--- Begin QUOTED TEXT ---

If you have pip installed, you can install these packages by running the following command:

pip install -U numpy pandas

Installing EMPANADA:

To install EMPANADA, download the package from https://github.com/borenstein-lab/empanada/archive/0.0.1.tar.gz

After downloading EMPANADA, you’ll need to unzip the file. If you’ve downloaded the release version, do this with the following command:

tar -xzf empanada-0.0.1.tar.gz

You’ll then change into the new EMPANADA directory as follows:

cd empanada-0.0.1

and install using the following command:

python setup.py install

ALTERNATIVELY, you can install EMPANADA directly from PyPI by running:

pip install -U empanada

Testing the software package

After downloading and installing the software, we recommend testing it by running the following command:

test_empanada.py

This will invoke a series of tests. A correct output should end with:

Ran 1 tests in X.XXXXs

OK

EMPANADA API via the command line

The EMPANADA module handles all calculations internally. EMPANADA offers an interface to the EMPANADA functionality via the command line and the run_empanada script.

Usage:

run_empanada.py -ko KO_ABUNDANCE_FILE -ko2path KO_TO_PATHWAY_FILE [options]

Required arguments:

-ko KO_ABUNDANCE_FILE
Input KO abundance file to aggregate to pathway abundance
-ko2path KO_TO_PATHWAY_FILE
Input file of KO-to-pathway mapping

Optional arguments:

-h, --help
show help message and exit
-o, --output,
Output file for resulting pathway abundance (default: out.tab)
-oc, --output_counts,
Output file for number of KOs mapped to each pathway (default: counts.tab)
-om, --output_mapping,
Output the mapping table (either given or generated) to file, works only with pooled mappings (default: mapping.tab)

--- End QUOTED TEXT ---

## EXERCISE INSTRUCTIONS
A - Answer these questions from the EMPANADA installation guide, one line each:
(i) What command unzips the release version of the download?
(ii) What command installs EMPANADA directly from PyPI?
(iii) What is the default file for the number of KOs mapped to each pathway?
B - Decide whether each statement agrees with the EMPANADA installation guide, and back each yes or no with a quotation from it:
(i) The mapping table can be written to a file with any kind of mapping.
(ii) Resulting pathway abundance goes to out.tab unless another file is given.
(iii) The EMPANADA module hands some of its calculations to other tools.

--- Begin MATERIAL SUPPLIED ---

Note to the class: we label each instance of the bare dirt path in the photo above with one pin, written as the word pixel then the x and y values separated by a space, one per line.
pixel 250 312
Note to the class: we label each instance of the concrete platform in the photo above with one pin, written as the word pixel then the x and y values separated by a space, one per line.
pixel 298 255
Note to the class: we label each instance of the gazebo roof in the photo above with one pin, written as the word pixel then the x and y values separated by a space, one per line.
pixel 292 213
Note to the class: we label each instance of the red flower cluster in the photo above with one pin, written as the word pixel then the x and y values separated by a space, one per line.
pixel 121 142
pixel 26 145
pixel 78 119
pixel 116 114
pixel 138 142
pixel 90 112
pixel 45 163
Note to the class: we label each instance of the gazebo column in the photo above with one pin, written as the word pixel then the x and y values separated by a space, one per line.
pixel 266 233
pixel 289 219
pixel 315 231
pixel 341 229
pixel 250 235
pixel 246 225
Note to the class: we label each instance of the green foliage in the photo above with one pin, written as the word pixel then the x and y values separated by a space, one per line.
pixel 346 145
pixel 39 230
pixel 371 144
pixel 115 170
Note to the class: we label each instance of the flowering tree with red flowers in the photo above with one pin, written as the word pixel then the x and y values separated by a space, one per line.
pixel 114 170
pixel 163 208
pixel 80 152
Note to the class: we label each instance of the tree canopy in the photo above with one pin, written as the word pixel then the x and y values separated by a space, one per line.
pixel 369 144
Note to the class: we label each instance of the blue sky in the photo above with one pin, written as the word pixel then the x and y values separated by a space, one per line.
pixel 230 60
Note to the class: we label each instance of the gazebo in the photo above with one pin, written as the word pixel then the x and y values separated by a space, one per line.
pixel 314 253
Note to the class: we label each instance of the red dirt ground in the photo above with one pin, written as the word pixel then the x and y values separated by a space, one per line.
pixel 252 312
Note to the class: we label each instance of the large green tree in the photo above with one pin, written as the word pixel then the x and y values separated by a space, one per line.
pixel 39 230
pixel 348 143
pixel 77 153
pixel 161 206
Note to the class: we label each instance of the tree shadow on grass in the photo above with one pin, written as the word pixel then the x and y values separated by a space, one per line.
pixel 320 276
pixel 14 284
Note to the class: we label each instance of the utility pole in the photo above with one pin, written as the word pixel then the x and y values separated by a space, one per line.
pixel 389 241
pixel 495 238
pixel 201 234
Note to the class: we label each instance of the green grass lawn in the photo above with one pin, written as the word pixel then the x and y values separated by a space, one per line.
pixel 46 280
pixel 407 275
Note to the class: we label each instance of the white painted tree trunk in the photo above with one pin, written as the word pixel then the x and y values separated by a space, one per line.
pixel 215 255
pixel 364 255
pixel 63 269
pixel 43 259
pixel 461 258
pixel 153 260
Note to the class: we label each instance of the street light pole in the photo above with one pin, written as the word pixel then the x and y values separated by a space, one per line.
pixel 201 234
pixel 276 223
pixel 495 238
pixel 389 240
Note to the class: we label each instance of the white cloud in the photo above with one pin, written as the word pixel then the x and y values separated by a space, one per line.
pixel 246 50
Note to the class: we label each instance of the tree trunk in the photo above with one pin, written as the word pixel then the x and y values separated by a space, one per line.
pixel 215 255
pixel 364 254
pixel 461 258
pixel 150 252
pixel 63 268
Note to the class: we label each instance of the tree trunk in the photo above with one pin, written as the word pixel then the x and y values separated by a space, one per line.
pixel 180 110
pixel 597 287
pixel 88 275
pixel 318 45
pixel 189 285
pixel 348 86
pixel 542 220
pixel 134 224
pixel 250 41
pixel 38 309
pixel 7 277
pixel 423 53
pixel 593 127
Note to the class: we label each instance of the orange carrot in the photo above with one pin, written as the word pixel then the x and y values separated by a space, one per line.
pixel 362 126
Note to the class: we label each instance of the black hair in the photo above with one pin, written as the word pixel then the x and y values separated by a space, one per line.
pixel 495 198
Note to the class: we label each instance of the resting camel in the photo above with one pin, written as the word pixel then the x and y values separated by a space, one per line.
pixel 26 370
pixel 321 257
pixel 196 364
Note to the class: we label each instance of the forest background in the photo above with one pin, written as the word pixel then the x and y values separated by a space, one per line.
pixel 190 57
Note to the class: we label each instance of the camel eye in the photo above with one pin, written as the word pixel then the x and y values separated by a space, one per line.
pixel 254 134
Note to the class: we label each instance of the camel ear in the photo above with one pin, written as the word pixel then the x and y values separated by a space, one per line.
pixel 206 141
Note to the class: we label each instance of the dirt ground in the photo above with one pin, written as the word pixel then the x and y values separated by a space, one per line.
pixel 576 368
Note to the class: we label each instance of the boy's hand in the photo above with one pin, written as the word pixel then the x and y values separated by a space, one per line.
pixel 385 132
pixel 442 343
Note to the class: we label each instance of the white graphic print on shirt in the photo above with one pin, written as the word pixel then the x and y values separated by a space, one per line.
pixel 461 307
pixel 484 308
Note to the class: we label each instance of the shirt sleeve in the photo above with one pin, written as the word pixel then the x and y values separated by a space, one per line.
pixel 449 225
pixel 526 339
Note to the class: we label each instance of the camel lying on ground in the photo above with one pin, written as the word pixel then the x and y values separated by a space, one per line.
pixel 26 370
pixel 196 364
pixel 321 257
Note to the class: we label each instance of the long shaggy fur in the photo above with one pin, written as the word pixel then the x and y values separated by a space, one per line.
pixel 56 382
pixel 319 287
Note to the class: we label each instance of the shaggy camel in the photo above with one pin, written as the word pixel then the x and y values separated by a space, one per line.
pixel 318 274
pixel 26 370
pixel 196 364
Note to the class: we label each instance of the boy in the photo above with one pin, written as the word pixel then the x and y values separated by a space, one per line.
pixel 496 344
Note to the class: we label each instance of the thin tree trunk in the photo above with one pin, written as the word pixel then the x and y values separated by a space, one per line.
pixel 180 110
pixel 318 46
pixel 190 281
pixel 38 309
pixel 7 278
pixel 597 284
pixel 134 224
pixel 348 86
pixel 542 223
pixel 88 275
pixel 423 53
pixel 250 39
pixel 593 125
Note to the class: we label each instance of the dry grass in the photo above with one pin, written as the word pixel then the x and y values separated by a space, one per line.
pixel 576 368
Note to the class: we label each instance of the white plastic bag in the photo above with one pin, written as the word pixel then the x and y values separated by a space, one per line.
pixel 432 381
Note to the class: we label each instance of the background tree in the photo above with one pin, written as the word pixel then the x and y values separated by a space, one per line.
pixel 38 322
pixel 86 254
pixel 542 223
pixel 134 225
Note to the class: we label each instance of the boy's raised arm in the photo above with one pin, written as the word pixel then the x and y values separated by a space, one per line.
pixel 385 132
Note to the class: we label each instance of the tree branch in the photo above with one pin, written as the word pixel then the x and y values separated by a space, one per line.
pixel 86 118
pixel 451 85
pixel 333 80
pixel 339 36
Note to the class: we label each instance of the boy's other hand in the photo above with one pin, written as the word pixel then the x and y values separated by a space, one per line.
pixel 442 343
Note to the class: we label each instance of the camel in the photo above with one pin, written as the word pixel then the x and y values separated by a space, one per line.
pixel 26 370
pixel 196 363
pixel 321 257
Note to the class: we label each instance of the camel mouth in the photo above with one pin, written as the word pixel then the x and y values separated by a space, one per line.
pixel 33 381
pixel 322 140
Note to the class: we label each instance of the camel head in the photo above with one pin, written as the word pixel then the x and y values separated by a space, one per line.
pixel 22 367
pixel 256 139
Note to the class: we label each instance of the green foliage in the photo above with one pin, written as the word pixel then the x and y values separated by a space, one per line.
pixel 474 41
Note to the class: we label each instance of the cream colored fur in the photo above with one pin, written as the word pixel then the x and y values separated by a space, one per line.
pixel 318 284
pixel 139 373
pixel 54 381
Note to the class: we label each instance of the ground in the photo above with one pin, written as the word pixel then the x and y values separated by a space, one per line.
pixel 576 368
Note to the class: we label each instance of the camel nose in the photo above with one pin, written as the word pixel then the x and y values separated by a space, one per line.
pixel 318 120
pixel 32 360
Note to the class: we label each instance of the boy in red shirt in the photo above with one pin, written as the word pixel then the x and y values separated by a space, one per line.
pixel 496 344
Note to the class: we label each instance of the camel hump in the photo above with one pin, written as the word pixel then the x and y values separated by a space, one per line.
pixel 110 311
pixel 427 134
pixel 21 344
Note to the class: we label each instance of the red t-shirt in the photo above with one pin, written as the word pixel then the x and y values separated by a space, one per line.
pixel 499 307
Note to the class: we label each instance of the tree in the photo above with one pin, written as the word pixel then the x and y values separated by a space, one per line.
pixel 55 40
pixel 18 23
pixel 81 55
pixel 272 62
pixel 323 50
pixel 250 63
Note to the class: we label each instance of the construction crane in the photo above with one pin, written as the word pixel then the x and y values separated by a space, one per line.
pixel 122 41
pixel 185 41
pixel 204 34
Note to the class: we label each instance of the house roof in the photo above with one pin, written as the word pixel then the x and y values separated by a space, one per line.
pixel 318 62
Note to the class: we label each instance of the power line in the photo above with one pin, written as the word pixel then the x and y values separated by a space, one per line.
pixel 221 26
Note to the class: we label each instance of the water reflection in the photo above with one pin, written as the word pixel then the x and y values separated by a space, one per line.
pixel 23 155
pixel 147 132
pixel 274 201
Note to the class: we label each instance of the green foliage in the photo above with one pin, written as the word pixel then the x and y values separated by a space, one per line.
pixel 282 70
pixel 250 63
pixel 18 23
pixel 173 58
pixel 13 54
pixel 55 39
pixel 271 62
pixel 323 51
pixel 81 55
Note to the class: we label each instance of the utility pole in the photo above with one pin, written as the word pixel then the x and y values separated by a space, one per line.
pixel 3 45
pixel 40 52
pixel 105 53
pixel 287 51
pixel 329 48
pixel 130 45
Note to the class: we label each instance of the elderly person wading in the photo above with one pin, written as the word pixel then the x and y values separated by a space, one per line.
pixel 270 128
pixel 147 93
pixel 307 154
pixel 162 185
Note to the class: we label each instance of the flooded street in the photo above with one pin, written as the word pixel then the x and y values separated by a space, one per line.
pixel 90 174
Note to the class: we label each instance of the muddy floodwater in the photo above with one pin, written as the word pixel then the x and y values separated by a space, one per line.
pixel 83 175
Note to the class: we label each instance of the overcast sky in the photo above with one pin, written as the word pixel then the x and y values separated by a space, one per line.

--- End MATERIAL SUPPLIED ---

## SOLUTIONS
A -
(i) tar -xzf empanada-0.0.1.tar.gz
(ii) pip install -U empanada
(iii) counts.tab

B -
(i) No: "works only with pooled mappings"
(ii) Yes: "Output file for resulting pathway abundance (default: out.tab)"
(iii) No: "The EMPANADA module handles all calculations internally."